Instructions to follow: Extract every line in the entries below that contains the word "bird". Case counts, so copy a line only if the word matches in capitalization as well.

The records:
** start **
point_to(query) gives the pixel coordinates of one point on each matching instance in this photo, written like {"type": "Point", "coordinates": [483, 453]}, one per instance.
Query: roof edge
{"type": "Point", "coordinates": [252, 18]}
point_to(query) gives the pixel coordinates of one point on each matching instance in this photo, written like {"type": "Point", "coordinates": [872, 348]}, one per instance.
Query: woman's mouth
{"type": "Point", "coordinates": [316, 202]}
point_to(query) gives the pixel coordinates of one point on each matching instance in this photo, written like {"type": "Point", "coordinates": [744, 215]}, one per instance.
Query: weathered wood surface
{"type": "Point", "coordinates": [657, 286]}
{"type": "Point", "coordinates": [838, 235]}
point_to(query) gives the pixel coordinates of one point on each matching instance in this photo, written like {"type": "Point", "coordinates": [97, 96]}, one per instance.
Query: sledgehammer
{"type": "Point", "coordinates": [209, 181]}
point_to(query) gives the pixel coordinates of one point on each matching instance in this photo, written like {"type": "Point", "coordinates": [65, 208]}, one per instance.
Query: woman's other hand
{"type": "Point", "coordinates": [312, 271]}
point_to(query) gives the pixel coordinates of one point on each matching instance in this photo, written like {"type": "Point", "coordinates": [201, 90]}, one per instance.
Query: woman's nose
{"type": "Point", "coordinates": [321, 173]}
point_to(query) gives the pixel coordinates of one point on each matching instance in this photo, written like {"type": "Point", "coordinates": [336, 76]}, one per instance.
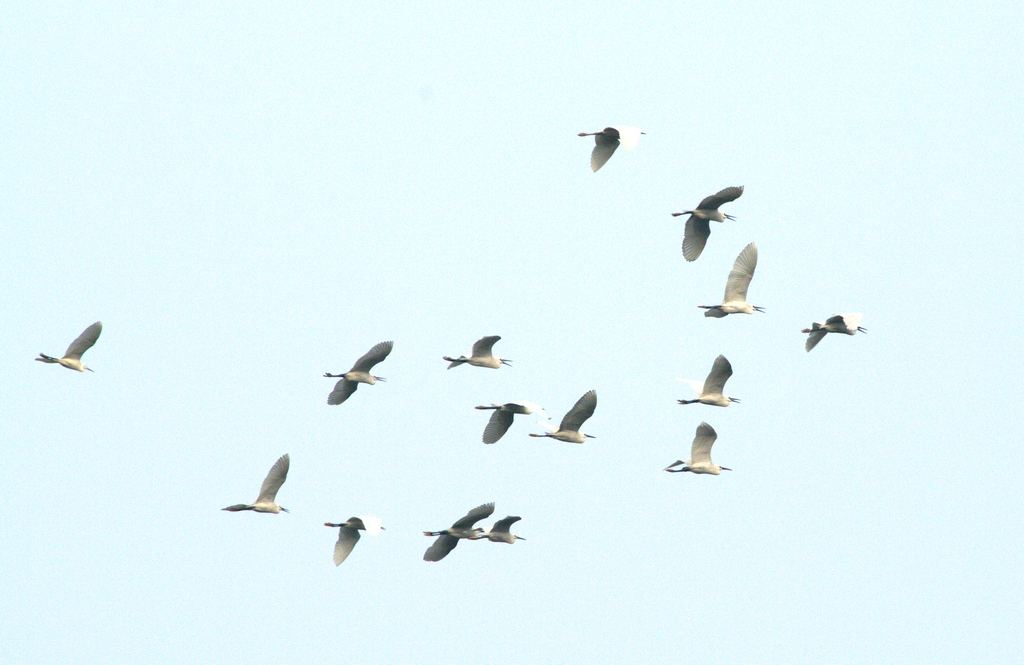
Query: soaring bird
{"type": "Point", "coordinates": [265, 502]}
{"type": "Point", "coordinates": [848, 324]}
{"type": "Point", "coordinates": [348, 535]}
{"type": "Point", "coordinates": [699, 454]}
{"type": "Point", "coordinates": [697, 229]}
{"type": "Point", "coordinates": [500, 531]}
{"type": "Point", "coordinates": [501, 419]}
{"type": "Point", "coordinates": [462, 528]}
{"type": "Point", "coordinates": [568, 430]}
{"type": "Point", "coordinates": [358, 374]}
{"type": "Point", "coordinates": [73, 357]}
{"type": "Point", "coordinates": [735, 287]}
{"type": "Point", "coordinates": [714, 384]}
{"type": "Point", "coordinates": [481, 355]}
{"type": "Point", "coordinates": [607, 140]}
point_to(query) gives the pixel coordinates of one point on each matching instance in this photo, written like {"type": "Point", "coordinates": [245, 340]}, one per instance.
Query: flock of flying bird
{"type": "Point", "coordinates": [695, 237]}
** end **
** start **
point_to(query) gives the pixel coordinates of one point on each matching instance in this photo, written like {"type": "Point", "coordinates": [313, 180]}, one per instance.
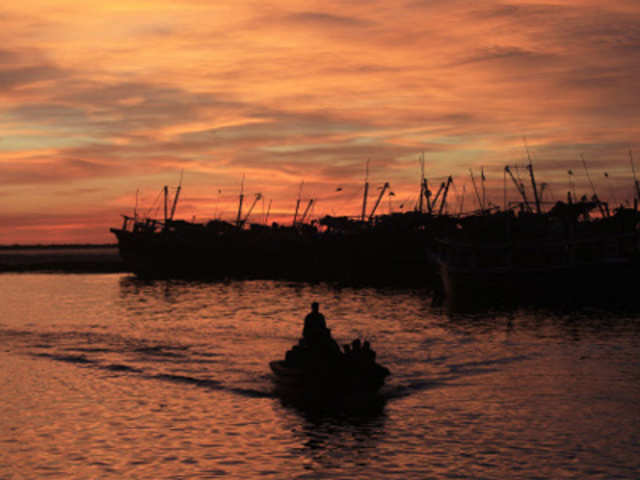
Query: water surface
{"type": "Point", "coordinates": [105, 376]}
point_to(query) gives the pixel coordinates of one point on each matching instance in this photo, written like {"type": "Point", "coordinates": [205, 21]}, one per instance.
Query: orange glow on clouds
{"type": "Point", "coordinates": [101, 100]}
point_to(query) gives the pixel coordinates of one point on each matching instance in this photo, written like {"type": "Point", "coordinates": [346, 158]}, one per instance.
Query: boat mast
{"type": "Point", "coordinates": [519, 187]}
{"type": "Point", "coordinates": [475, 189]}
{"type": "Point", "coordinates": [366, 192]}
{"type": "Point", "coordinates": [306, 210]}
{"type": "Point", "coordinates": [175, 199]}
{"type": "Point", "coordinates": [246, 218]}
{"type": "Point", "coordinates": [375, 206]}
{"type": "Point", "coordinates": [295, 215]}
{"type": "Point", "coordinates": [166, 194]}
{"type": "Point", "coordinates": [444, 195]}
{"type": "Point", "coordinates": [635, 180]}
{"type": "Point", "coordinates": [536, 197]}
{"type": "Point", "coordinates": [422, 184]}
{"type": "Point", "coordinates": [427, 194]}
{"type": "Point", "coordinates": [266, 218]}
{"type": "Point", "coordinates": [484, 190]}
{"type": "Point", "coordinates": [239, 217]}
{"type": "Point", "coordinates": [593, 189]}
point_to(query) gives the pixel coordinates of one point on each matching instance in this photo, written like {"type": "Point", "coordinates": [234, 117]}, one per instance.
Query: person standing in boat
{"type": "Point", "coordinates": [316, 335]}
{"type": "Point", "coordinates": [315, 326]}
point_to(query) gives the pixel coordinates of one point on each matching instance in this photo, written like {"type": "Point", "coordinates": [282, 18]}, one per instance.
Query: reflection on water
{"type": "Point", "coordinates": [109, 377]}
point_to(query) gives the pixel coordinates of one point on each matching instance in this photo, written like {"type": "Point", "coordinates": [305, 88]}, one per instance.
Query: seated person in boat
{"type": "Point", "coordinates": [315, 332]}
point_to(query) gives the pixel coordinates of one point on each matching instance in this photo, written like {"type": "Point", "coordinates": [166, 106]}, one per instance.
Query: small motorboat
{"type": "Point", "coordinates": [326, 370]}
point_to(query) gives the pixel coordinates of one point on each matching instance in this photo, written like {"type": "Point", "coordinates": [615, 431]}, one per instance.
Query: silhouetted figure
** end **
** start **
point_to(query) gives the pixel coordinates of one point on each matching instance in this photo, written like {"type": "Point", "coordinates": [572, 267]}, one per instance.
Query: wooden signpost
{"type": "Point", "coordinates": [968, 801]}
** end **
Completed exercise:
Query: soaring bird
Query: flock of flying bird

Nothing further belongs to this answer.